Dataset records
--------

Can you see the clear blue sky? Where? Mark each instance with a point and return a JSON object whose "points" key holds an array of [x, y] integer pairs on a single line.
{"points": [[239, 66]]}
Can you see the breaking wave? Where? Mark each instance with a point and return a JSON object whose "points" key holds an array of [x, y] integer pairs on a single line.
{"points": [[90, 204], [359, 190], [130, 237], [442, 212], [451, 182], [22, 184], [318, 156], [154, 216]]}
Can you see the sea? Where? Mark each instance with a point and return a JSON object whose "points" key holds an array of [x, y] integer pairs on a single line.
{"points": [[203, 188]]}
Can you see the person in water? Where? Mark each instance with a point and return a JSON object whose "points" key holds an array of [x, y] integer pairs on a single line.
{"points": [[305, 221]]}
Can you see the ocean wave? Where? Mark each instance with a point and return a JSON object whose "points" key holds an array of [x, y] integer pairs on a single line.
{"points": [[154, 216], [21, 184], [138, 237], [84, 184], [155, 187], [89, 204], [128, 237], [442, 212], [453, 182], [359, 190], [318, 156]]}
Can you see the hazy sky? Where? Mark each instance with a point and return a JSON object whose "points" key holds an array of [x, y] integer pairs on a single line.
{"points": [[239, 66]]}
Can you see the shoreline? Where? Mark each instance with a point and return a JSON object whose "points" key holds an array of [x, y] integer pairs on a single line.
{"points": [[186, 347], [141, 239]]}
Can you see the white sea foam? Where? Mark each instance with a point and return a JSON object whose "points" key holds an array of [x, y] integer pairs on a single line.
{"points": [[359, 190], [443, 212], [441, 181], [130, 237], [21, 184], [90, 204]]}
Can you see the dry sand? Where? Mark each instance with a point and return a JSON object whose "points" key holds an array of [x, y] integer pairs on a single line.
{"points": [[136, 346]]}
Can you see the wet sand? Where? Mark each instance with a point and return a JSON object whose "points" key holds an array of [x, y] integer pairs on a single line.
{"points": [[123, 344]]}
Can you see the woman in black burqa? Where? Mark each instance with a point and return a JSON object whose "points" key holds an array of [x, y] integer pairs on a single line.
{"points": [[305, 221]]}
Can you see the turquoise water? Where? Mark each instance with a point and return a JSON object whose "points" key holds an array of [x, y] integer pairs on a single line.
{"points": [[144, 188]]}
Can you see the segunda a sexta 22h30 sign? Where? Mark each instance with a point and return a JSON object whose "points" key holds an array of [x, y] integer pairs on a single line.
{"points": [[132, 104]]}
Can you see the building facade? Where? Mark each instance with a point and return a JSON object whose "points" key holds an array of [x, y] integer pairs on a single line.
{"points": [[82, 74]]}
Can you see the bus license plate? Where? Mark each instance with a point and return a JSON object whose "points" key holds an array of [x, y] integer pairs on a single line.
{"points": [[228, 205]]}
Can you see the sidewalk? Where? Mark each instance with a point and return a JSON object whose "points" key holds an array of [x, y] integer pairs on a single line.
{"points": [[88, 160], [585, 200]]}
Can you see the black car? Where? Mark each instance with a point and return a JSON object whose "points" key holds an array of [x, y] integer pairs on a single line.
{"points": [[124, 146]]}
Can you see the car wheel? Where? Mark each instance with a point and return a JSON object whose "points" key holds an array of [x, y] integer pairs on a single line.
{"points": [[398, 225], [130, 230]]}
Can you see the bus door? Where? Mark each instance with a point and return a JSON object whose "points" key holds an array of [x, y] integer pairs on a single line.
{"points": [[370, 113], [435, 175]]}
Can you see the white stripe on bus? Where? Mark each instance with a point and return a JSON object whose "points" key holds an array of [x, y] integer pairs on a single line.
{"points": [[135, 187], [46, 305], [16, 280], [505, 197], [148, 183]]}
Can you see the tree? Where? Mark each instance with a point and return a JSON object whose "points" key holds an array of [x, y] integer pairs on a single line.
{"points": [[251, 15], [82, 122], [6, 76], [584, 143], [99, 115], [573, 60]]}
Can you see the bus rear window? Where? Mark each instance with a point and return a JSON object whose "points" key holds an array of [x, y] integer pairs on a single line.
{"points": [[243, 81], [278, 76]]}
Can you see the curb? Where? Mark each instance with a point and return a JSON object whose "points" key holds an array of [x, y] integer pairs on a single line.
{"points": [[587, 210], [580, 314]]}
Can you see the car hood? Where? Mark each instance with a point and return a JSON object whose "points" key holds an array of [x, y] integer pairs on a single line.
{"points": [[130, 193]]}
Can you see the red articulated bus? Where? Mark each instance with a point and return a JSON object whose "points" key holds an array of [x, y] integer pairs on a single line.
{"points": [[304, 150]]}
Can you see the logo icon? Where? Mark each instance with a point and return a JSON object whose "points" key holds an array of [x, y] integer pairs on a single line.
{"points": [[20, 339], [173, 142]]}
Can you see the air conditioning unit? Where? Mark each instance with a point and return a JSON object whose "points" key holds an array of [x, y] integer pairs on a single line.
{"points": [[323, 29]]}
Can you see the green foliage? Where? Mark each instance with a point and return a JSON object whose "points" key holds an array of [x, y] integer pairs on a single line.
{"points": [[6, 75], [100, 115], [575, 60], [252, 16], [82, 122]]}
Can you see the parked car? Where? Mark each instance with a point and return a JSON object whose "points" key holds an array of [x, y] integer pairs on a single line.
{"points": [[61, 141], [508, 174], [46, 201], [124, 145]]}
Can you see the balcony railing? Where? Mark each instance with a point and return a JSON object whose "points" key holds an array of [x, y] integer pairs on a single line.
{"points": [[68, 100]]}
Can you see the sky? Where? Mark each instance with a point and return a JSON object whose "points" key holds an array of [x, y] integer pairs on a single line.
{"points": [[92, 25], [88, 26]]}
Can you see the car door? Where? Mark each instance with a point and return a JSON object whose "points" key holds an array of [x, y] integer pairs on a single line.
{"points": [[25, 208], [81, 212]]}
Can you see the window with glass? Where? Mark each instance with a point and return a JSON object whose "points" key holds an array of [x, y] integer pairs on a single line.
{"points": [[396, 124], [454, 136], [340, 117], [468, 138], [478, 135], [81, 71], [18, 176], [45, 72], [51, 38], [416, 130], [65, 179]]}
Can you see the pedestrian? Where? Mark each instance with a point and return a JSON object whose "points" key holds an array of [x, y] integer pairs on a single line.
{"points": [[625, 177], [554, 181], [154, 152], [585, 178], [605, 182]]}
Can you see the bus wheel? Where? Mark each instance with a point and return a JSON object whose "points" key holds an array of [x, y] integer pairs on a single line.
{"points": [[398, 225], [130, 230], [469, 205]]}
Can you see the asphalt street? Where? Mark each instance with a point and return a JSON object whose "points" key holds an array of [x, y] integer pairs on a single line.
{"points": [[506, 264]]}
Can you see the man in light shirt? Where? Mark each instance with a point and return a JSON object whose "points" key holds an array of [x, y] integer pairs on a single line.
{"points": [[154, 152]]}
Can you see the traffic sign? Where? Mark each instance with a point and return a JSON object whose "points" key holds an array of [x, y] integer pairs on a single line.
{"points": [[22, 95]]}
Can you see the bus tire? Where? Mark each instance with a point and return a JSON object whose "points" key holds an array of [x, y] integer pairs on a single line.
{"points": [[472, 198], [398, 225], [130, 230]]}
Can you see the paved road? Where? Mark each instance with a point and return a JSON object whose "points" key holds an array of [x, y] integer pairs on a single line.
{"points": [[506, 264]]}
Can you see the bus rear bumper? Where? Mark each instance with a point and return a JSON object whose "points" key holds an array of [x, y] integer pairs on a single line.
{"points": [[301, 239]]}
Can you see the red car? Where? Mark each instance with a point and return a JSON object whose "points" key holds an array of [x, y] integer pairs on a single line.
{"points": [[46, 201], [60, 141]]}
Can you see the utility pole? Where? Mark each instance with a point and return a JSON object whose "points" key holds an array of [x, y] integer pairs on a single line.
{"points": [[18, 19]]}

--------

- What is being asked -
Please give all of the entries again, exactly as written.

- Response to this exercise -
Can you see the clear blue sky? Where? Mark each instance with a point and return a JSON object whose "points" key holds an array of [x, y] integer pairs on a single line.
{"points": [[239, 66]]}
Can you see the breaking wave? Where? Mark each instance with a point and return a JSON object whose "points" key holds an array of [x, y] integer pairs on a single line.
{"points": [[90, 204], [359, 190], [130, 237], [442, 212], [451, 182], [22, 184], [318, 156], [154, 216]]}
Can you see the sea? Where? Mark each instance with a point and return a JSON object whose "points" key holds an array of [x, y] integer pairs on a single line.
{"points": [[203, 188]]}
Can you see the person in water? Where? Mark each instance with a point and return a JSON object whose "points" key holds an array of [x, y] integer pairs on a single line.
{"points": [[305, 221]]}
Can you see the ocean wave? Where? Mark each instance with a point and return a JSON object whose "points" key holds an array of [x, y] integer pairs on a single line.
{"points": [[154, 216], [21, 184], [138, 237], [84, 184], [155, 187], [89, 204], [128, 237], [442, 212], [453, 182], [359, 190], [318, 156]]}
Can you see the hazy sky? Where? Mark each instance with a point and return a JSON object whose "points" key holds an array of [x, y] integer pairs on a single line.
{"points": [[239, 66]]}
Can you see the shoreline? Where? Mark each instance with a point and return a JSON object whose "points" key holds an array of [x, y] integer pairs on a single line.
{"points": [[186, 347], [141, 239]]}
Can you see the white sea foam? Where? Mark each instance with a point and return a JSON object whose "points" key holds an array of [x, y] integer pairs on a single line.
{"points": [[359, 190], [443, 212], [441, 181], [130, 237], [21, 184], [90, 204]]}
Can you see the dry sand? Where? Mark each instance with a point and return a JSON object whose "points" key holds an array of [x, y] integer pairs on a single line.
{"points": [[136, 346]]}
Can you see the wet sand? Where? Mark each instance with a point and return a JSON object whose "points" key holds an array of [x, y] integer pairs on a single line.
{"points": [[123, 344]]}
Can you see the woman in black burqa? Where? Mark each instance with a point and return a JSON object whose "points" key holds an array of [x, y] integer pairs on a single line.
{"points": [[305, 221]]}
Can you see the turquoise water? Where? Mark each instance with a point and return a JSON object whose "points" key holds an array of [x, y] integer pairs on a single line.
{"points": [[144, 188]]}
Can you see the segunda a sexta 22h30 sign? Where? Mark each instance with a point and return a JSON object whose "points" key holds an array of [x, y] integer pairs on a single line.
{"points": [[132, 104]]}
Can you see the building facade? Where? Mark each instance with a point and return a JSON object whose "points" key holds an array of [x, y] integer pairs on a single line.
{"points": [[82, 74]]}
Can you see the bus license plate? Where? Mark each instance with a point and return a JSON object whose "points" key holds an array of [x, y] integer pairs on a single line.
{"points": [[228, 205]]}
Can you see the sidewalk? Where? Mark each instance with a point and return a JSON object whose "points" key holds an array of [x, y] integer pairs on a single line.
{"points": [[88, 160], [585, 200]]}
Can you see the black car? Where? Mark each instance with a point and return a JSON object whose "points" key holds an array of [x, y] integer pairs on a single line.
{"points": [[124, 146]]}
Can you see the car wheel? Where? Mark each instance with a point and return a JSON object whose "points" key holds an array of [x, y] integer pairs on a single line.
{"points": [[398, 225], [130, 230]]}
Can you see the bus door? Where? Mark each instance with a point and return a JSON object whose "points" key holds an array of [x, y] integer pairs on a single line.
{"points": [[370, 113], [435, 175]]}
Can you see the white stripe on bus? Where? Mark each instance with a point and return a JSON object whose "points" key holds an array of [x, y] integer pairs on a single line.
{"points": [[135, 187], [46, 305], [16, 280], [505, 197], [148, 183]]}
Can you see the tree? Where? Mark each instance with a point and return a JSON object whose "points" key holds an array of [x, y] integer pairs on a single line.
{"points": [[251, 15], [82, 122], [6, 76], [584, 143], [99, 115], [573, 60]]}
Can you see the bus rear window? Where? Mark each instance with a point and return a JSON object whose "points" key holds an array of [x, y] integer pairs on a single line.
{"points": [[243, 81], [278, 76]]}
Can you see the curb? Where? Mark each instance with a point and return a JSON object whose "points" key holds an array of [x, y] integer pairs on a single line.
{"points": [[587, 210], [580, 314]]}
Can you see the car hood? Where? Mark each instance with a point and return a JSON object whose "points" key holds an array of [x, y] integer pairs on a single line.
{"points": [[130, 193]]}
Can you see the red articulated bus? Where? Mark each instance with a point and return a JSON object whose "points" key holds an array of [x, y] integer pairs on a single line.
{"points": [[304, 150]]}
Can you see the logo icon? Where? Mark each instance with a point and return a JSON object whose "points" key holds an array of [x, y] integer pairs on a single line.
{"points": [[20, 339], [173, 142]]}
Can you see the air conditioning unit? Where? Mark each instance with a point and return a JSON object whose "points" key holds an array of [x, y] integer pairs on a single line.
{"points": [[323, 29]]}
Can you see the green foliage? Where? Mark each instance with a point and return a JSON object whose "points" key holds an array of [x, y] integer pairs on a single line.
{"points": [[6, 75], [100, 115], [575, 60], [252, 16], [82, 122]]}
Can you see the parked car? Where? Mark each instance with a point and return a JSON object whose "points" key holds an array of [x, y] integer pairs on a single line.
{"points": [[61, 141], [508, 174], [46, 201], [124, 145]]}
Can you see the balcony railing? Where? Mark each instance with a point and return a JSON object whose "points" key holds an array of [x, y] integer pairs on a single line.
{"points": [[68, 100]]}
Can you see the sky? Where? Mark each instance with a point and return a JSON object whose "points" key holds an array of [x, y] integer pairs on a single line.
{"points": [[92, 25], [88, 26]]}
Can you see the car door? Where? Mark each instance with a point and return a JSON object whose "points" key holds an array of [x, y] integer pairs on a single line.
{"points": [[25, 208], [81, 212]]}
Can you see the window with glass? Where? Mark each instance with a point and return a JSON object whose "points" key holds an array of [x, y] integer pairs on a single line.
{"points": [[396, 124], [454, 136], [340, 117], [468, 138], [478, 135], [81, 71], [18, 176], [45, 72], [51, 38], [416, 130], [65, 179]]}
Can you see the pedestrian? Where? Mark each instance with a point and return a JSON object whose "points" key holds an array of [x, y] integer pairs on a single line.
{"points": [[625, 177], [554, 181], [154, 152], [585, 178], [605, 182]]}
Can you see the bus wheel? Where? Mark each instance with a point and return a JSON object whose "points" key holds an array of [x, y] integer pairs on a single line.
{"points": [[398, 225], [130, 230], [469, 205]]}
Can you see the asphalt street? Where? Mark each instance with a point and return a JSON object whose "points" key holds an array of [x, y] integer pairs on a single line.
{"points": [[506, 264]]}
Can you see the man in light shirt? Where? Mark each instance with a point and return a JSON object whose "points" key holds an array of [x, y] integer pairs on a single line.
{"points": [[154, 152]]}
Can you see the traffic sign? Where? Mark each instance with a point and return a JSON object whose "points" key holds an array of [x, y] integer pairs on a single line.
{"points": [[22, 95]]}
Can you see the bus tire? Where? Mark each instance with a point and return a JSON object whose "points" key holds an array of [x, y] integer pairs on a single line.
{"points": [[472, 198], [398, 225], [130, 230]]}
Can you see the paved road? Where? Mark each instance with a point and return a JSON object whose "points" key holds an array of [x, y] integer pairs on a single line.
{"points": [[506, 264]]}
Can you see the bus rear bumper? Where? Mark each instance with a point and return a JSON object whose "points" key holds an array of [x, y] integer pairs on a single line.
{"points": [[301, 239]]}
Can you see the red car? Where? Mark each instance with a point and return a JSON object whose "points" key holds an array of [x, y] integer pairs on a single line.
{"points": [[46, 201], [60, 141]]}
Can you see the utility pole? Where? Mark each instance with a point and return a JSON object whose "points" key holds an array of [x, y] integer pairs on a single line.
{"points": [[18, 19]]}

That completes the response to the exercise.